-- Data supplied follows --
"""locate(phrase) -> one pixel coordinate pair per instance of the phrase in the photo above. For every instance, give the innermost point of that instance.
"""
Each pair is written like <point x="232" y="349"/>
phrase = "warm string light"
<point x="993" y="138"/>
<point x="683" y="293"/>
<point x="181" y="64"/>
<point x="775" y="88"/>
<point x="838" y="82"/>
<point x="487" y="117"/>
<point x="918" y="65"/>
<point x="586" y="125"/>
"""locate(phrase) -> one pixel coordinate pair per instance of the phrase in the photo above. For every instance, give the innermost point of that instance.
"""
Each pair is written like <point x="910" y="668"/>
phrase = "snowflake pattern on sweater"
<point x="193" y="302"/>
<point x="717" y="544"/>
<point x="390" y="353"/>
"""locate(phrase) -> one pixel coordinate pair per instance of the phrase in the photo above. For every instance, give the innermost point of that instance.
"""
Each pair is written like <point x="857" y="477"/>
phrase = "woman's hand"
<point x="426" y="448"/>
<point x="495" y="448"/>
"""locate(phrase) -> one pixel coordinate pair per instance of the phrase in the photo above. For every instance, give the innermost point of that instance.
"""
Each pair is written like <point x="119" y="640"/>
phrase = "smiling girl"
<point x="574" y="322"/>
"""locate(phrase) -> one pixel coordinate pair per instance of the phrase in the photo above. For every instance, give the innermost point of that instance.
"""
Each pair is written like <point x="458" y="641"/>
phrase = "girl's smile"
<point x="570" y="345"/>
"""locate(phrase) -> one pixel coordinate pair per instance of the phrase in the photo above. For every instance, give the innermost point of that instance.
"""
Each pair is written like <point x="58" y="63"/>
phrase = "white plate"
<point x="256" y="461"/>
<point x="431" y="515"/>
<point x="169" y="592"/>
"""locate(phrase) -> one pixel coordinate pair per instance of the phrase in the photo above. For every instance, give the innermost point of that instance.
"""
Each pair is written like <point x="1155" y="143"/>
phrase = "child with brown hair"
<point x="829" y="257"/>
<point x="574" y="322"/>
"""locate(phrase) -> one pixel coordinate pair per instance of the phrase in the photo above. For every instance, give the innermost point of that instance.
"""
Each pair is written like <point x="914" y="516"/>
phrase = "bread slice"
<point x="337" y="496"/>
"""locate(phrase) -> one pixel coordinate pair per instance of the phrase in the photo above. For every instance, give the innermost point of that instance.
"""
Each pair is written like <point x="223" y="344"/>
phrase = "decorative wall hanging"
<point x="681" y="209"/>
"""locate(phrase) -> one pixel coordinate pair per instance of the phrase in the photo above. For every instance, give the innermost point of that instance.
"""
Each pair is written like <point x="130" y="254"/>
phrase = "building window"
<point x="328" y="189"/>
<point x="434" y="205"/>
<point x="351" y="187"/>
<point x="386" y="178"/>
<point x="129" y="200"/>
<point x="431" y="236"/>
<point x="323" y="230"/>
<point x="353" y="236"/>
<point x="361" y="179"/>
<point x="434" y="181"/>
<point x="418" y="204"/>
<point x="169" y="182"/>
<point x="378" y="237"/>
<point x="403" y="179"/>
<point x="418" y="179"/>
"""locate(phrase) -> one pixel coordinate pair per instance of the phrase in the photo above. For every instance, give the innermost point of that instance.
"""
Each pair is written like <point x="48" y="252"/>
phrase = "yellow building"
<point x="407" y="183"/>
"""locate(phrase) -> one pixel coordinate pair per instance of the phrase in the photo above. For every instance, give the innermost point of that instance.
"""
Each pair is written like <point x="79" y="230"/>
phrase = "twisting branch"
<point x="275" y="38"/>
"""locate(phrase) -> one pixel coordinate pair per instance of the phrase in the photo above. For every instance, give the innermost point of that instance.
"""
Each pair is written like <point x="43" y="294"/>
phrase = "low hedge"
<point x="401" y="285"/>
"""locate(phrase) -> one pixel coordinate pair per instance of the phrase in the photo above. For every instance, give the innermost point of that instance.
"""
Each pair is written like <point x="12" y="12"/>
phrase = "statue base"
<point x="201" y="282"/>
-- Data supplied concluded --
Would you transcribe the whole listing, keeping every character the same?

• **Task output**
"""locate(phrase) -> one pixel coordinate pair per instance of the phrase in the photo above. For every instance, give the innermost point of that instance.
"""
Each pair is written like <point x="232" y="349"/>
phrase = "warm string light"
<point x="993" y="138"/>
<point x="683" y="293"/>
<point x="181" y="64"/>
<point x="775" y="88"/>
<point x="838" y="82"/>
<point x="487" y="117"/>
<point x="918" y="65"/>
<point x="586" y="125"/>
"""locate(phrase) -> one pixel coordinate pair per instance of the phrase in the photo above. For every instance, give the innermost point of that instance.
"""
Each pair is written like <point x="910" y="668"/>
phrase = "snowflake pattern on sweater"
<point x="193" y="302"/>
<point x="717" y="544"/>
<point x="390" y="353"/>
"""locate(phrase) -> one pixel coordinate pair per instance of the phrase in the photo above. For every instance, give the innermost point of that instance.
"""
Each pair is written like <point x="857" y="477"/>
phrase = "woman's hand"
<point x="426" y="448"/>
<point x="495" y="448"/>
"""locate(phrase) -> one pixel coordinate pair per instance of the phrase in the photo above. For every instance, give the innermost point of that instance.
"""
Each pair is written like <point x="119" y="640"/>
phrase = "smiling girl"
<point x="574" y="322"/>
"""locate(phrase) -> one pixel coordinate pair per instance of the phrase in the photo above. For every instance, give the innermost point of that instance.
"""
Each pair is written like <point x="458" y="641"/>
phrase = "girl's smile"
<point x="570" y="345"/>
"""locate(phrase) -> one pixel coordinate pair per instance of the phrase in the photo above. For every instance, give the innermost point of that instance.
"""
Each pair is written like <point x="58" y="63"/>
phrase = "white plate"
<point x="256" y="461"/>
<point x="431" y="515"/>
<point x="169" y="592"/>
"""locate(phrase) -> one pixel coordinate pair per instance of the phrase in the photo above. For every instance, give the innermost point of that instance.
"""
Each pair is written like <point x="1155" y="143"/>
phrase = "child with brown hair"
<point x="829" y="257"/>
<point x="574" y="322"/>
"""locate(phrase) -> one pixel coordinate pair per instance of the phrase in the photo above. For every instance, give the innermost point of that instance.
"""
Each pair is written like <point x="914" y="516"/>
phrase = "bread slice"
<point x="337" y="496"/>
"""locate(phrase) -> one pixel coordinate pair per instance of the phrase in the photo above. For every instance, give the innermost point of that instance.
"""
Each pair is written like <point x="223" y="344"/>
phrase = "decorative wall hanging"
<point x="681" y="209"/>
"""locate(phrase) -> one pixel coordinate pair per instance of the phrase in the photo above. For every instance, give the innermost point of that instance.
"""
Each pair is written like <point x="130" y="254"/>
phrase = "building window"
<point x="328" y="189"/>
<point x="434" y="205"/>
<point x="351" y="187"/>
<point x="386" y="178"/>
<point x="129" y="200"/>
<point x="431" y="236"/>
<point x="323" y="230"/>
<point x="353" y="236"/>
<point x="361" y="179"/>
<point x="434" y="181"/>
<point x="418" y="204"/>
<point x="169" y="182"/>
<point x="378" y="237"/>
<point x="403" y="179"/>
<point x="418" y="179"/>
"""locate(phrase) -> one pixel coordinate pair per instance of the phrase in the photo above. For every instance, give the innermost point of that instance.
"""
Each pair is written like <point x="48" y="252"/>
phrase = "yellow building"
<point x="407" y="183"/>
"""locate(phrase) -> one pixel coordinate pair per instance of the phrase in the photo above. For every instance, give the innermost point of that instance.
"""
Each pair is written like <point x="79" y="230"/>
phrase = "twisting branch"
<point x="275" y="38"/>
"""locate(phrase) -> one pixel coordinate pair per instance of the phrase in the photo above. For every instance, give the innermost point of that instance.
"""
Each pair is written like <point x="43" y="294"/>
phrase = "low hedge"
<point x="401" y="285"/>
"""locate(phrase) -> one pixel coordinate pair per instance of the phrase in the photo above. For every instance, give the innermost point of that instance.
"""
Each pair is written like <point x="12" y="12"/>
phrase = "statue base"
<point x="201" y="282"/>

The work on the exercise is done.